## Begin SELECTED EXCERPT

By Anastasiia Nestrogaeva (Junior Consultant at the International Projects Team, Civitta)
Robotics4EU is a 3-years-long EU-funded project which advocates for a wider adoption for AI-based robots in 4 sectors: healthcare, inspection and maintenance of infrastructure, agri-food, and agile production. Thus, Robotics4EU raises awareness about non-technological aspects in robotics through delivering a series of workshops to involve the research community, industry representatives and citizens.
The workshop “Robots: Friends and Enemies? Social impact of Robotics in Inspection and Maintenance” which took place on the 26th of January, 2022 tackled the problem of interactions between robots and humans. How to evaluate the real impact of robotics on our society? How to decide if robots are hazardous and may complicate human lives? To what extent does society accept rapidly progressing robotic technologies? All these issues were brought up during the fruitful discussion at the workshop. Around 30 people attended the workshop, with 65% of them belonging to the research community and 10% to industry representatives. About 25% comprised the general public. The participants represented 23 different countries, mostly European ones.
How to access trustworthy AI?
The workshop initiated with the presentation of the project and a brainwriting session at better involvement of participants into discussion, then four speakers shared their expertise with the participants. The first speaker was Roberto Zicari who is an affiliated professor at the Arcada University of Applied Sciences in Helsinki and an adjunct professor at the Seoul National University. Also, Roberto leads a team of international experts who defined an assessment process for Trustworthy AI, called Z-Inspection®. The speaker enlisted 4 main fundamental principles which lie down in the EU Framework: respect for human autonomy, prevention of harm, fairness, and explicability. Also, there are 7 main requirements of the EU towards the trustworthy AI: accountability; societal and environmental well-being; diversity, non-discrimination and fairness; transparency, privacy and data governance, technical robustness and safety.

## End SELECTED EXCERPT
## Begin DATASET ROWS

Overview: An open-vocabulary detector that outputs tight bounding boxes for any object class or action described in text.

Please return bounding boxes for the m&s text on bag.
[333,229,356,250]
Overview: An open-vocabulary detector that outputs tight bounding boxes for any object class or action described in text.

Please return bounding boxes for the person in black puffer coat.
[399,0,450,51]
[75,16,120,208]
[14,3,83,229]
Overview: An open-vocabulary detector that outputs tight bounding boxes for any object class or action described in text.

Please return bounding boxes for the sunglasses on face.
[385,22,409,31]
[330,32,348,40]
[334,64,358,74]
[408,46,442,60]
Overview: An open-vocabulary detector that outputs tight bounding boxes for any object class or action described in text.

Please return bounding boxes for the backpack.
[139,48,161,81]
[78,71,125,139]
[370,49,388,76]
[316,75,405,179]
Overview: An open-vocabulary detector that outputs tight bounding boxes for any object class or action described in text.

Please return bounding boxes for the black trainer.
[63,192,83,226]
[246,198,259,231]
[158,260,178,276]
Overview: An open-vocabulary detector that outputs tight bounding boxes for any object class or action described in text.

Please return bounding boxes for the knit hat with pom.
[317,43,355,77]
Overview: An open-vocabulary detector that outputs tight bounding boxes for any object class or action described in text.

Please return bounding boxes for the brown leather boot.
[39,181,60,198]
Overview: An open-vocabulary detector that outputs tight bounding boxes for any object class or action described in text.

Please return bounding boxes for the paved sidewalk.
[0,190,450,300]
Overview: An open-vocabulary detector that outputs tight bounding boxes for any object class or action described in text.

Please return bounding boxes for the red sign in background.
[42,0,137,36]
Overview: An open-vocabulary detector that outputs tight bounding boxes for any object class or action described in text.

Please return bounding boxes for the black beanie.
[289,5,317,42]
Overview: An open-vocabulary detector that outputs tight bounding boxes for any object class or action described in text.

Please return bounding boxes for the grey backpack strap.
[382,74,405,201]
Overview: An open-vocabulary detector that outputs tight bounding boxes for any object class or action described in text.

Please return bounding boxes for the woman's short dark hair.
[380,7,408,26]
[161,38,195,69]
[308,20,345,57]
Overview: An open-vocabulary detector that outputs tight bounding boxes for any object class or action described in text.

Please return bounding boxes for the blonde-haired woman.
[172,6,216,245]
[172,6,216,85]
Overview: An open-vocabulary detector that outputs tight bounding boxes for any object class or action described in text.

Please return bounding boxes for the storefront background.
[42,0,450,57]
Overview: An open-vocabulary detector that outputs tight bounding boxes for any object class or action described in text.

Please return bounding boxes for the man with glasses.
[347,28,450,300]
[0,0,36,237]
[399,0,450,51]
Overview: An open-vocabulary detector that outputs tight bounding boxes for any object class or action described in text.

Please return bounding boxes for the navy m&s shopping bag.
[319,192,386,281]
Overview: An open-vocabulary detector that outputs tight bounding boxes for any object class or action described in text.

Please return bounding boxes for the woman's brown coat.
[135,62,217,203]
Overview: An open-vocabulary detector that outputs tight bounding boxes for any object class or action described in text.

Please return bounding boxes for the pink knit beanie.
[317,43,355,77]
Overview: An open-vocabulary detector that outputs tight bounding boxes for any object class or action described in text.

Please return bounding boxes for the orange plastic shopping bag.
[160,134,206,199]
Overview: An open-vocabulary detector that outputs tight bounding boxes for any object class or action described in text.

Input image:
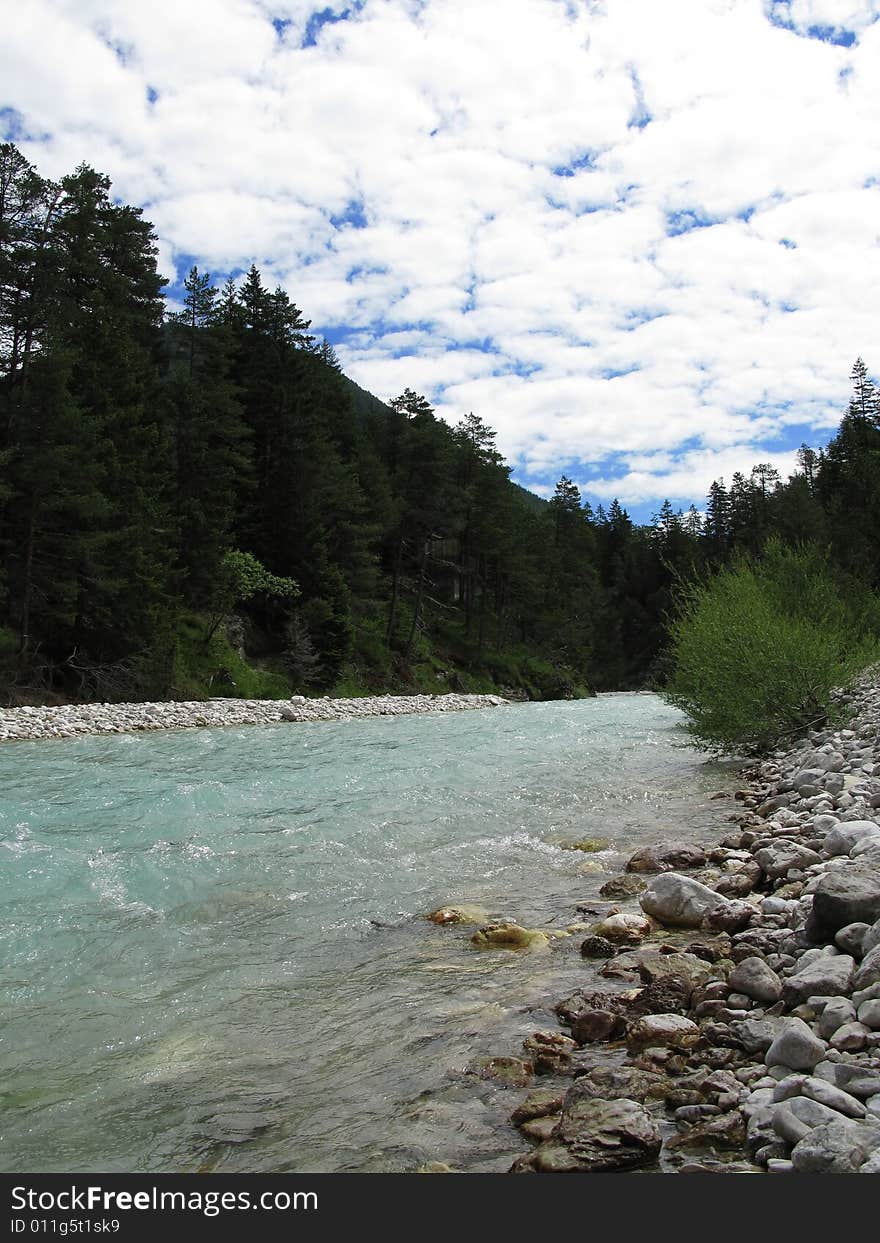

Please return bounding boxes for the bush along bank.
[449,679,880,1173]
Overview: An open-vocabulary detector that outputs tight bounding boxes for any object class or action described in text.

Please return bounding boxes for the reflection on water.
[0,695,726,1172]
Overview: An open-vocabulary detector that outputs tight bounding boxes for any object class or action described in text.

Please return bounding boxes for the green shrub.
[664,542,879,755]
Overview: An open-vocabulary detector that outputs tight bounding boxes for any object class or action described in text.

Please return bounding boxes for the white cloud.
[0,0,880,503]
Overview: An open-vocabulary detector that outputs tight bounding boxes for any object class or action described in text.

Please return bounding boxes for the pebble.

## End DATASET ROWS
## Begin DATASET ROWS

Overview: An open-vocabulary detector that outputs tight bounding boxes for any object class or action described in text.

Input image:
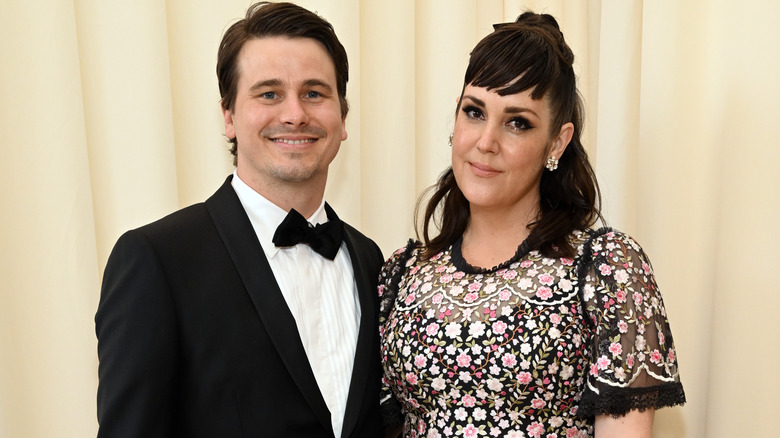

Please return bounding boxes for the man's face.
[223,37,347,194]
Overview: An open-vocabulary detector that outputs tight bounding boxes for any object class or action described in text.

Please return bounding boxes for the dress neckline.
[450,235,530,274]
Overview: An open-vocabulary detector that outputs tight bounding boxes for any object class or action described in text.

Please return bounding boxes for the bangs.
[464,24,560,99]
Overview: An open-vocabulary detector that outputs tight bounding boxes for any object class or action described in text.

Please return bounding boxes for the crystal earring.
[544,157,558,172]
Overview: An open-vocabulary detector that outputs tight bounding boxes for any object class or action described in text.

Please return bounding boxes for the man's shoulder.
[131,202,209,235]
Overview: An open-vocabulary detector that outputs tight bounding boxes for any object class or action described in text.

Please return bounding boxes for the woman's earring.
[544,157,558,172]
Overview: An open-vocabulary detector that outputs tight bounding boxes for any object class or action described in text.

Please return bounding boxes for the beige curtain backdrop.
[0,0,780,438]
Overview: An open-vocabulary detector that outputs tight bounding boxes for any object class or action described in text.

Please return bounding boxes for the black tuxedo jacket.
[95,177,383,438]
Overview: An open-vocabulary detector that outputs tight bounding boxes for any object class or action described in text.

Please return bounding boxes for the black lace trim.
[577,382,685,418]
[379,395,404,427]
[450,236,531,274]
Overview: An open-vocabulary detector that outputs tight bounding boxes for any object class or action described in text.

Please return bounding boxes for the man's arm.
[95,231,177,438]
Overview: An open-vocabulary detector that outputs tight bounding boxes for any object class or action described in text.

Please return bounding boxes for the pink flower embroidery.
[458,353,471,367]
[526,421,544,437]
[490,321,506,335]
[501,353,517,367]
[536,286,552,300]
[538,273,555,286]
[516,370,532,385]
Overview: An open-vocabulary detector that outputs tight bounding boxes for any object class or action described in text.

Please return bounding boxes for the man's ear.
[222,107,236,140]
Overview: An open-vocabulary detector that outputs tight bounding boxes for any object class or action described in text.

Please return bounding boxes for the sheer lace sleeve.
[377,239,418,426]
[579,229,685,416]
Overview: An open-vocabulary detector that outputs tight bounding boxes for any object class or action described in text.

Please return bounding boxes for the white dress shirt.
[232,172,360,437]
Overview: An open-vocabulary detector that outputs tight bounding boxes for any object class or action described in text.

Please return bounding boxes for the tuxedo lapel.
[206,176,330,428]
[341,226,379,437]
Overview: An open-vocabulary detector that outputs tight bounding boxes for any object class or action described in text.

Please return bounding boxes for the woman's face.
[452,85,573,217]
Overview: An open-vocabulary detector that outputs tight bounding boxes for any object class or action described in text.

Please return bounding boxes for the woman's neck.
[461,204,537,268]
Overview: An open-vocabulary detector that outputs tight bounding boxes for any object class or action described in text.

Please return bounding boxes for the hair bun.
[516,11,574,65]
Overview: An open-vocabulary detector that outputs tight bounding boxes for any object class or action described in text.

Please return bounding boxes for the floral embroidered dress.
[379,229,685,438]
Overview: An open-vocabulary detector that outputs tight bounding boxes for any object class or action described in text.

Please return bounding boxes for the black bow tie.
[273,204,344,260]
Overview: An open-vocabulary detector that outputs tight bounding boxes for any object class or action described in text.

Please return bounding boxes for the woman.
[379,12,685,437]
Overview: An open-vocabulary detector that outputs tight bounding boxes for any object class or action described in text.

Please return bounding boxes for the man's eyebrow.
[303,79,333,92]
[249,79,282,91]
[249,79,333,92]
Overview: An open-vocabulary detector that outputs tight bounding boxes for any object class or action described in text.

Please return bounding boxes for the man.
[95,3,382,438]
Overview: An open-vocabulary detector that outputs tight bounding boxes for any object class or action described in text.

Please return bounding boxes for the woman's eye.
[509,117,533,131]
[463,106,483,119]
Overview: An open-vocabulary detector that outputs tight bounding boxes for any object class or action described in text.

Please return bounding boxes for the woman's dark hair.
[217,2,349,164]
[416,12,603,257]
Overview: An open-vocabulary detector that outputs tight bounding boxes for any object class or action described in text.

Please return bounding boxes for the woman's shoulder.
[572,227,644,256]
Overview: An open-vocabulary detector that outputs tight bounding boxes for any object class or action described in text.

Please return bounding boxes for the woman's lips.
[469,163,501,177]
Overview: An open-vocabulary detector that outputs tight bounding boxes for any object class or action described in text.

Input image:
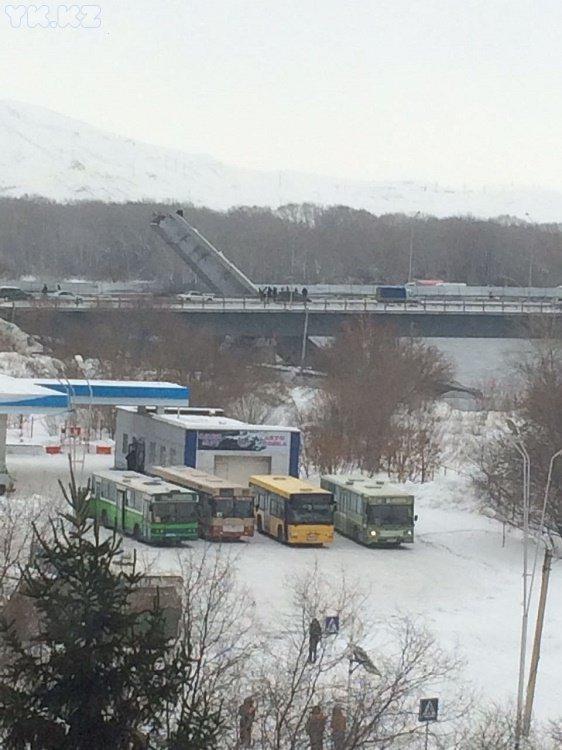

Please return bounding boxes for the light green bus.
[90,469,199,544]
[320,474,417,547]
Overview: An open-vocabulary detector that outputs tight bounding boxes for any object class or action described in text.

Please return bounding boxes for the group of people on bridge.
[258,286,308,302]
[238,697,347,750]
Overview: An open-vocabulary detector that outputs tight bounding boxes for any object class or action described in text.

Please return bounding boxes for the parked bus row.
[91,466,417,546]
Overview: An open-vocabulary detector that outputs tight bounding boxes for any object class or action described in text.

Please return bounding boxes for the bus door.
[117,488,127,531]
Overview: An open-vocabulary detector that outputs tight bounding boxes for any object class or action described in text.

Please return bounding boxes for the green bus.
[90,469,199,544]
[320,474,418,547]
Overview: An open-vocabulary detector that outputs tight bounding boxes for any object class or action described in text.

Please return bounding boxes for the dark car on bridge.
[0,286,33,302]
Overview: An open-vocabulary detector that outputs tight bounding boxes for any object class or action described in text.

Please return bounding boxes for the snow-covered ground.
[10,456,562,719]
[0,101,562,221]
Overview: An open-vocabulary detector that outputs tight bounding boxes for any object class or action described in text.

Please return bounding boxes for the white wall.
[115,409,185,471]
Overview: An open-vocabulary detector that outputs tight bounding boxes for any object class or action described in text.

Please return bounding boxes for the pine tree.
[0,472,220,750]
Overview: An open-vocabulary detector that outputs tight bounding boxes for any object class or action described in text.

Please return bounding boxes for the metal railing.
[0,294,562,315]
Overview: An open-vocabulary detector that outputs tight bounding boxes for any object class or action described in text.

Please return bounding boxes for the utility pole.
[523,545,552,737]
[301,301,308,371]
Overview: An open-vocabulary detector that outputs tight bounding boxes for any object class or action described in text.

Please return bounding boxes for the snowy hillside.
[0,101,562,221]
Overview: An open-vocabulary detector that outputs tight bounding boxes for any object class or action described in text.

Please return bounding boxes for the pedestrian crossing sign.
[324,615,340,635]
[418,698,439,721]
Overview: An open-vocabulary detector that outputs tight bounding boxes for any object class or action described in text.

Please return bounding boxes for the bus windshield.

## End DATASET ROWS
## Begin DATASET ROWS

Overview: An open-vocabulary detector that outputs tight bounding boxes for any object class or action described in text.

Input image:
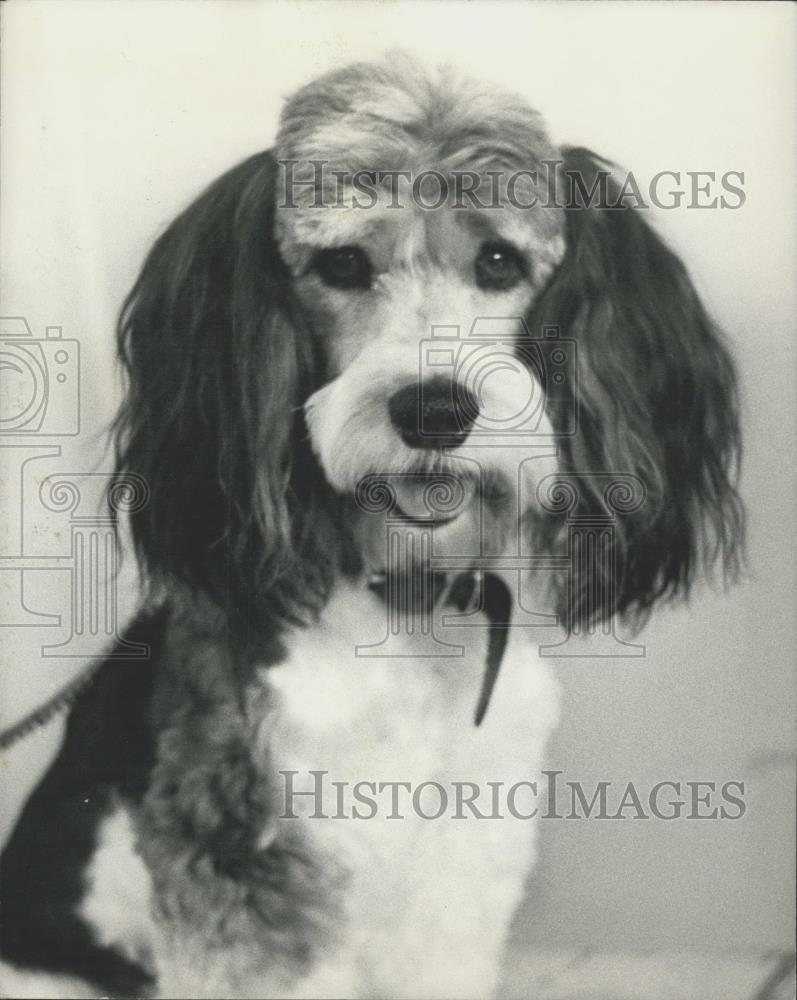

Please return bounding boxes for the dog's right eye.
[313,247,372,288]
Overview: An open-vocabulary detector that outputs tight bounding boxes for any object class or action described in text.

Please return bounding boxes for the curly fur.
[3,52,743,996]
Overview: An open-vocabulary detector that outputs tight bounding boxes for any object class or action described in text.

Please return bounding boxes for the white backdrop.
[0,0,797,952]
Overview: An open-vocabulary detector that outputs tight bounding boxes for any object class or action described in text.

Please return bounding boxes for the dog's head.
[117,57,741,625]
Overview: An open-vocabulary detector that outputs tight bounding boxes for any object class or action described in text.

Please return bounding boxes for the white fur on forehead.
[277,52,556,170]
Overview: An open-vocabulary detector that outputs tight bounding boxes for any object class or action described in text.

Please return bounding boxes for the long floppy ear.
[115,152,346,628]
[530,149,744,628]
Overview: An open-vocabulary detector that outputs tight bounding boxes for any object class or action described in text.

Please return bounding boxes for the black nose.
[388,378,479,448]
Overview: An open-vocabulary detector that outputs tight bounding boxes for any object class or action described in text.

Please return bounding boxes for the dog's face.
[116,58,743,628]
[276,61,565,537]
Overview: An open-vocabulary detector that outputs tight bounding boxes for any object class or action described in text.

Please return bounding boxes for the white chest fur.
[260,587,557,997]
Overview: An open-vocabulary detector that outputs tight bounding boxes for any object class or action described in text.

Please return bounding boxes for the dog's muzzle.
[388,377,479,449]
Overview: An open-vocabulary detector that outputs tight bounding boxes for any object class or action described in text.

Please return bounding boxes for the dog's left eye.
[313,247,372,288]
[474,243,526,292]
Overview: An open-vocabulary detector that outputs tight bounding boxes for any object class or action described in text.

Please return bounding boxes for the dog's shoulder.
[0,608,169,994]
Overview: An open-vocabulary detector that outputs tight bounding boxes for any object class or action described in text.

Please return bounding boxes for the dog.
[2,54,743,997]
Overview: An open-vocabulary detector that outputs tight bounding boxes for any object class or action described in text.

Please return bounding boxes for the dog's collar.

## End DATASET ROWS

WRITTEN INSTRUCTION 1 |
In the Robotics4EU workshop report, translate this sentence into Spanish: "Around 30 people attended the workshop, with 65% of them belonging to the research community and 10% to industry representatives."
WRITTEN INSTRUCTION 2 |
Carry on the Robotics4EU workshop report, starting right after its last sentence.

FINAL ANSWER 1 |
Alrededor de 30 personas asistieron al taller, de las cuales el 65 % pertenecía a la comunidad investigadora y el 10 % eran representantes de la industria.

FINAL ANSWER 2 |
Despite the existing requirements, the EU Framework does not take into account the evolving nature of the technologies and is not contextualised according to various domain peculiarities. That is why, as Roberto stressed, Z-inspection used a holistic approach and created the orchestration process which helps teams of experts access the ethical, legal, technical and domain specific implications for the use of AI products or services. This process can be employed during the whole AI lifecycle and uses socio-technical scenarios to identify issues. Then, the team of experts map to trustworthy AI (onto the ethical categories established by the EU´s Guidelines for Trustworthy AI), execute and resolve (give recommendations to stakeholders).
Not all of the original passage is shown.